##### SUPPLIED TEXT
Re: [patch] mlock-as-nonroot revisted

From: Rik van Riel
Date: Tue Aug 03 2004 - 16:00:18 EST


On Thu, 29 Jul 2004, Chris Wright wrote:

> 1) hugetlb accounting is not done. so it's only simple change to checking
> permission, but the acutal usage is not tracked

This patch should fix that. It's incremental with Arjan's
patch and the "set shp->mlock_user" patch I just sent.

Are you ok with how this is implemented ?

Please shoot holes in it, so I can make this better... ;)

--- linux-2.6.7/include/linux/mm.h.htlb 2004-08-03 16:29:07.362393143 -0400
+++ linux-2.6.7/include/linux/mm.h 2004-08-03 16:31:20.179095875 -0400
@@ -509,7 +509,8 @@
return 1;
return 0;
}
-
+extern int user_can_mlock(size_t, struct user_struct *);
+extern void user_subtract_mlock(size_t, struct user_struct *);

/*
* Parameter block passed down to zap_pte_range in exceptional cases.
--- linux-2.6.7/fs/hugetlbfs/inode.c.htlb 2004-08-03 13:33:26.433750664 -0400
+++ linux-2.6.7/fs/hugetlbfs/inode.c 2004-08-03 14:08:43.636761209 -0400
@@ -718,7 +718,7 @@

struct file *hugetlb_zero_setup(size_t size)
##########
##### DATA RECORDS
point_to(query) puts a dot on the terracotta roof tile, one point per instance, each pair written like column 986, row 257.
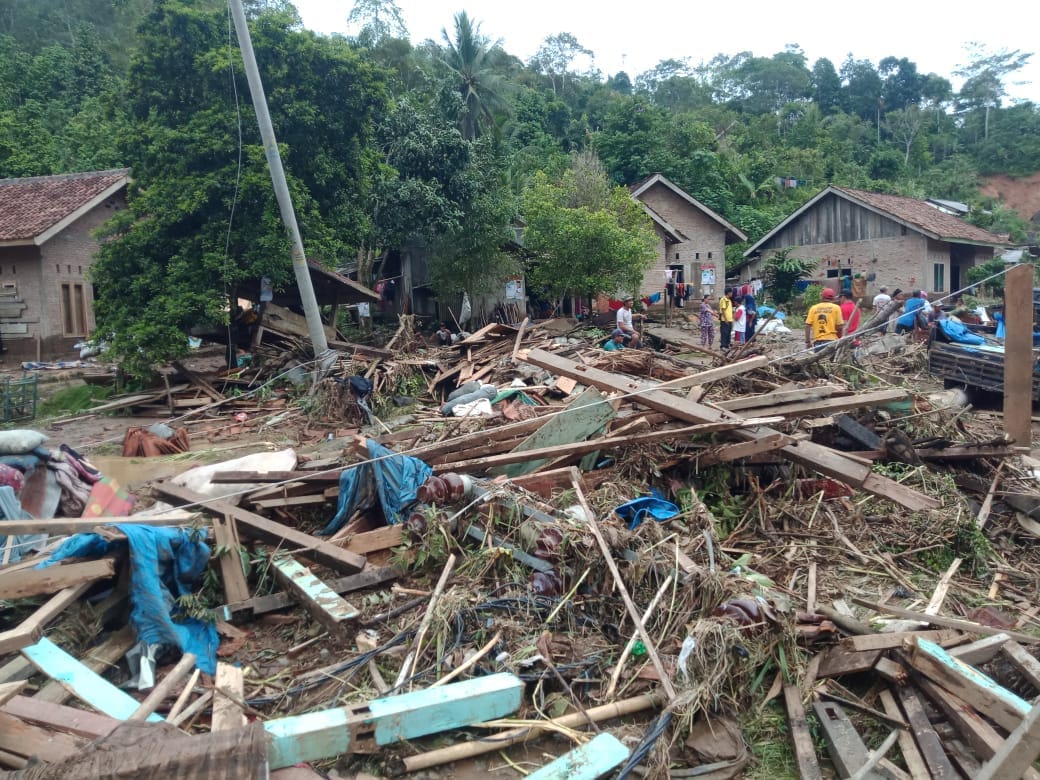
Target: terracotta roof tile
column 924, row 216
column 29, row 206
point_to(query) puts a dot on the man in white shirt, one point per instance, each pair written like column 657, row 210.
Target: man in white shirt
column 625, row 317
column 881, row 300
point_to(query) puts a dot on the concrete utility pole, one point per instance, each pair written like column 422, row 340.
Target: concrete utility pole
column 314, row 326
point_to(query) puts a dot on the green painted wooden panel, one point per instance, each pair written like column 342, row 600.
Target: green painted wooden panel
column 586, row 415
column 588, row 762
column 82, row 681
column 330, row 732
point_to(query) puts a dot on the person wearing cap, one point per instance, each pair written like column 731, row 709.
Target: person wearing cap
column 625, row 317
column 725, row 319
column 824, row 322
column 881, row 300
column 616, row 342
column 911, row 309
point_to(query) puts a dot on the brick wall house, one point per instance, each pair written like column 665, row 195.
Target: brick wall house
column 692, row 237
column 890, row 240
column 46, row 252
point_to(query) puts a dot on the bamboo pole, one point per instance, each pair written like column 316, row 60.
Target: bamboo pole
column 666, row 682
column 503, row 739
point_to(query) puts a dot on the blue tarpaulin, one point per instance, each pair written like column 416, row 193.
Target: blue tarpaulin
column 396, row 478
column 164, row 565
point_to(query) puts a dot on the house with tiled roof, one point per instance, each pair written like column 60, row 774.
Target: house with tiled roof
column 47, row 248
column 884, row 240
column 692, row 238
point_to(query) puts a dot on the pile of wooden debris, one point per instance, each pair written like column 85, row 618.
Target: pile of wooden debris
column 847, row 550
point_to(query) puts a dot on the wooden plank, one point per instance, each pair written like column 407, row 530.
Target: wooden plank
column 1018, row 358
column 1028, row 666
column 838, row 660
column 229, row 691
column 911, row 756
column 31, row 629
column 591, row 760
column 895, row 639
column 373, row 541
column 9, row 690
column 364, row 727
column 543, row 453
column 778, row 397
column 254, row 525
column 1017, row 753
column 230, row 560
column 843, row 744
column 801, row 737
column 995, row 702
column 982, row 650
column 99, row 659
column 807, row 453
column 35, row 581
column 318, row 599
column 65, row 525
column 84, row 683
column 587, row 415
column 713, row 374
column 60, row 718
column 368, row 578
column 23, row 739
column 939, row 620
column 928, row 742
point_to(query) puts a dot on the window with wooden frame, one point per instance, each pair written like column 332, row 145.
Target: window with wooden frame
column 73, row 309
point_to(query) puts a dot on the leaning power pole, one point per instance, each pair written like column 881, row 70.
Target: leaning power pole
column 314, row 326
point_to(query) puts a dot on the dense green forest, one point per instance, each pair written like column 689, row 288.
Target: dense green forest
column 385, row 141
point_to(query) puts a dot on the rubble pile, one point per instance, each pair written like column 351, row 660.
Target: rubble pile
column 575, row 562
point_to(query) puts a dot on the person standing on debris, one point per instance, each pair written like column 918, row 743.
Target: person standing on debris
column 824, row 322
column 707, row 322
column 739, row 321
column 881, row 300
column 625, row 317
column 725, row 320
column 913, row 307
column 850, row 312
column 616, row 342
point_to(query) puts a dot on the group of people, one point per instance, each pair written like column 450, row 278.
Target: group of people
column 736, row 315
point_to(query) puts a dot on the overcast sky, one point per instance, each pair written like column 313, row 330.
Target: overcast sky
column 634, row 36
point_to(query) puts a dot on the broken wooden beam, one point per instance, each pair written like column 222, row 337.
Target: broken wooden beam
column 364, row 727
column 327, row 606
column 801, row 737
column 995, row 702
column 807, row 453
column 589, row 761
column 254, row 525
column 82, row 682
column 36, row 581
column 938, row 620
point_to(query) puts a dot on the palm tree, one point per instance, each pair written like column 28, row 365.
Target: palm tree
column 468, row 57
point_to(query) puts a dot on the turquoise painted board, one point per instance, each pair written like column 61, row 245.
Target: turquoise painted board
column 592, row 759
column 587, row 415
column 81, row 681
column 316, row 735
column 1015, row 702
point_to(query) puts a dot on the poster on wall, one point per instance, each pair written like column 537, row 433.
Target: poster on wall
column 514, row 289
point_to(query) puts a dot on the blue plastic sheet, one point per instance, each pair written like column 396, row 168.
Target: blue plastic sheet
column 396, row 477
column 164, row 565
column 638, row 510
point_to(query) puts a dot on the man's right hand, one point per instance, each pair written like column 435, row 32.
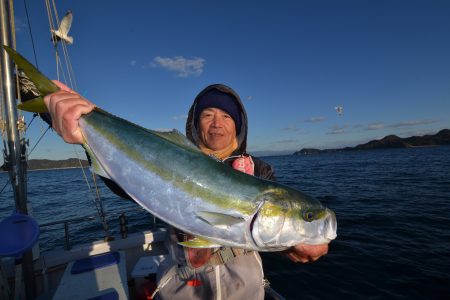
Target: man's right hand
column 66, row 107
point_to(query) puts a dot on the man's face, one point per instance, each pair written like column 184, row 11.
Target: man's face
column 217, row 128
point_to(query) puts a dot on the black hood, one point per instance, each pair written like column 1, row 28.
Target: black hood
column 191, row 131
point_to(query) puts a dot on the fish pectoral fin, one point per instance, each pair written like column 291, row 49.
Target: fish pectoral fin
column 198, row 242
column 219, row 219
column 177, row 138
column 96, row 167
column 34, row 105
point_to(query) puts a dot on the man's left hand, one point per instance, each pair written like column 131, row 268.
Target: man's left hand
column 303, row 253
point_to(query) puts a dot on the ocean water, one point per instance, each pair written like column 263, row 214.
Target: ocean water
column 392, row 207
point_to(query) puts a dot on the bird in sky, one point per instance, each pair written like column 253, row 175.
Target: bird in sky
column 63, row 30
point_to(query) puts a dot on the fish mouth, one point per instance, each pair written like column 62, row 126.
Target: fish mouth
column 330, row 225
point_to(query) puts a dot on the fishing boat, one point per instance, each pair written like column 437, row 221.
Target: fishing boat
column 122, row 267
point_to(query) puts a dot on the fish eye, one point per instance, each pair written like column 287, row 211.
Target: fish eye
column 308, row 216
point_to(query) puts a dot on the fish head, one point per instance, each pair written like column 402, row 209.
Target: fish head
column 287, row 217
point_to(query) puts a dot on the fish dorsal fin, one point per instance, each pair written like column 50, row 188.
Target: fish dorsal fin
column 44, row 85
column 219, row 220
column 177, row 138
column 199, row 242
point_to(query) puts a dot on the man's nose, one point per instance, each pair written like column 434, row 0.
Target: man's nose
column 217, row 122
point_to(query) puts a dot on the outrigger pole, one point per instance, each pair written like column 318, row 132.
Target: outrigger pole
column 15, row 158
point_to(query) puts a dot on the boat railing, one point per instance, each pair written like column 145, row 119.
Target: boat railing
column 123, row 221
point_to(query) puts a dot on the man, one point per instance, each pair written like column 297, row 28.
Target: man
column 217, row 124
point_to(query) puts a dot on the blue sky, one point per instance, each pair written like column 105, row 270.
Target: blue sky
column 387, row 63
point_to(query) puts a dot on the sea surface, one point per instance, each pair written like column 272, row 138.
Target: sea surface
column 392, row 207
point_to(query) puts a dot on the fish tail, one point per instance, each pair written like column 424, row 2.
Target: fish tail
column 44, row 85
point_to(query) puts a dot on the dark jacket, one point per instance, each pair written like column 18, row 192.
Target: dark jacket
column 262, row 169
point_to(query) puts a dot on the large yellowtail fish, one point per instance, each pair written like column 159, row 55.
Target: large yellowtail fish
column 168, row 176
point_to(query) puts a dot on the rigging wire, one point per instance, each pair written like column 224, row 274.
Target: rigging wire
column 31, row 33
column 72, row 83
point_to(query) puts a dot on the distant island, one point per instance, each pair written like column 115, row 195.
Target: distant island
column 391, row 141
column 40, row 164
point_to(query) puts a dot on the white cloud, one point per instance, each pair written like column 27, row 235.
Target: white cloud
column 180, row 117
column 375, row 126
column 183, row 67
column 338, row 129
column 315, row 119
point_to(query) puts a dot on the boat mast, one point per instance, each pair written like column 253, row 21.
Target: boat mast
column 15, row 158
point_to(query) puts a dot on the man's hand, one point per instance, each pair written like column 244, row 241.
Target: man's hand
column 66, row 107
column 303, row 253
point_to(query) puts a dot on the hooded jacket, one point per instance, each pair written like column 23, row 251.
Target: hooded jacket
column 262, row 169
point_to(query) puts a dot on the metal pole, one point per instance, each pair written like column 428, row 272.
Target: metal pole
column 16, row 158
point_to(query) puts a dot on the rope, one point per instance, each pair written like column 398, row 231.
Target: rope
column 72, row 83
column 31, row 33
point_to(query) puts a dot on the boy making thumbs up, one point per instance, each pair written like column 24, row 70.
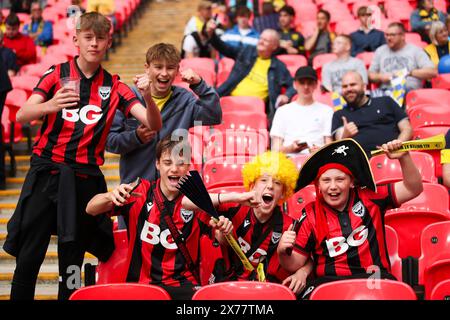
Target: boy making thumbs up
column 370, row 121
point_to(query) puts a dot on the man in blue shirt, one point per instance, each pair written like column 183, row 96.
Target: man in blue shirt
column 242, row 33
column 366, row 38
column 39, row 30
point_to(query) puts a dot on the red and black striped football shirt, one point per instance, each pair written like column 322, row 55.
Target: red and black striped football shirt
column 356, row 239
column 78, row 135
column 257, row 240
column 153, row 256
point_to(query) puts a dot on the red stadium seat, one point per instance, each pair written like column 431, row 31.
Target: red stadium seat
column 233, row 143
column 364, row 289
column 121, row 291
column 242, row 120
column 236, row 103
column 409, row 226
column 115, row 269
column 392, row 248
column 442, row 81
column 431, row 115
column 320, row 60
column 205, row 67
column 426, row 97
column 441, row 291
column 244, row 290
column 386, row 170
column 223, row 70
column 347, row 26
column 221, row 172
column 433, row 198
column 293, row 61
column 434, row 263
column 299, row 200
column 426, row 132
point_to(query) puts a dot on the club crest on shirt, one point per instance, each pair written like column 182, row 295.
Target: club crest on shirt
column 149, row 206
column 358, row 209
column 52, row 68
column 104, row 92
column 276, row 237
column 186, row 215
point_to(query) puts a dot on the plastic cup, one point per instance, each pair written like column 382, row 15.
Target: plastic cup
column 71, row 84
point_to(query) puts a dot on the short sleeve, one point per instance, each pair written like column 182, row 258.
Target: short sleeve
column 127, row 98
column 423, row 60
column 306, row 240
column 47, row 83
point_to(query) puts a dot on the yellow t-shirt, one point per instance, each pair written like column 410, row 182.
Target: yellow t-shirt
column 255, row 84
column 160, row 102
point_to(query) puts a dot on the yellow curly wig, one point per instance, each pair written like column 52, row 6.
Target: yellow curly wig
column 275, row 164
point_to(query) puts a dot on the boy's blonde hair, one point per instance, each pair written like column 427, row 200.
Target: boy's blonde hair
column 94, row 21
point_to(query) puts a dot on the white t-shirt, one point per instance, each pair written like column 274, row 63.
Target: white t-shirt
column 410, row 57
column 295, row 122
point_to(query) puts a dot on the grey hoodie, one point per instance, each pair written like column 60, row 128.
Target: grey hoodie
column 179, row 112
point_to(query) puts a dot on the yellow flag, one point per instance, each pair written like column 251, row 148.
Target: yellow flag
column 431, row 143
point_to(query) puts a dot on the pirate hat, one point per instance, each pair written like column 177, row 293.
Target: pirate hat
column 346, row 152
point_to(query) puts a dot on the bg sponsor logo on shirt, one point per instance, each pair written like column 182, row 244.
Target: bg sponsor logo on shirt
column 89, row 114
column 339, row 245
column 151, row 233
##########
■ **SET OF TASKS**:
1. Print everything in the mlock patch post from "Please shoot holes" down to "in exceptional cases.", word for word.
2. According to the mlock patch post, which two patches is Rik van Riel's hugetlb accounting patch incremental with?
Work only from the mlock patch post, not from the records.

■ **EXERCISE SOLUTIONS**:
1.
Please shoot holes in it, so I can make this better... ;)

--- linux-2.6.7/include/linux/mm.h.htlb 2004-08-03 16:29:07.362393143 -0400
+++ linux-2.6.7/include/linux/mm.h 2004-08-03 16:31:20.179095875 -0400
@@ -509,7 +509,8 @@
return 1;
return 0;
}
-
+extern int user_can_mlock(size_t, struct user_struct *);
+extern void user_subtract_mlock(size_t, struct user_struct *);

/*
* Parameter block passed down to zap_pte_range in exceptional cases.

2. Arjan's patch and the "set shp->mlock_user" patch.